-- start Text segment --

The commenter upthread "penciled in" a recession for Q3 of next year and cited your favorite metric. I think that's closer to a TikTok hit than a "tentatively interpreted" bit of pop economics.

But to treat with your actual point: it still sounds like bunk to me. I had to dig, but FRED does indeed have a chart for this (https://fred.stlouisfed.org/series/T10Y2Y) and sure, if you squint, it looks like it predicts. Except that the time between an inversion and the predicted recession is all over the map. It looks like the 1988 recession took two years (!) to actually arrive, while the 1980 recession jumped the gun. And 2008 seems to refute the theory, because the inversion had corrected itself almost a year before the financial crisis (which pretty clearly had nothing to do with bond rates anyway). Also the magnitude of the inversion doesn't seem to have any correlation with the recession, the inversion swung way lower in the late 70's than it did any other time, but that recession was actually pretty mild. And the inversion of 2006 was barely an inversion at all.

-- end Text segment --
-- start Provided material --

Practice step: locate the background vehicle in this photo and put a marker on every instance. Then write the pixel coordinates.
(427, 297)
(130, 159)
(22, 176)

-- end Provided material --

## What is being asked
Decide whether each statement below agrees with the comment on yield curve inversions, answering yes or no and quoting the words of the comment that settle it.
1. The writer found a chart on FRED for the measure under discussion.
2. The late-1970s inversion was followed by a severe recession.
3. The inversion was still in place when the 2008 financial crisis began.
None of the lines are needed for this work.

## Answer to this task
1. Yes: "FRED does indeed have a chart for this"
2. No: "but that recession was actually pretty mild"
3. No: "the inversion had corrected itself almost a year before the financial crisis"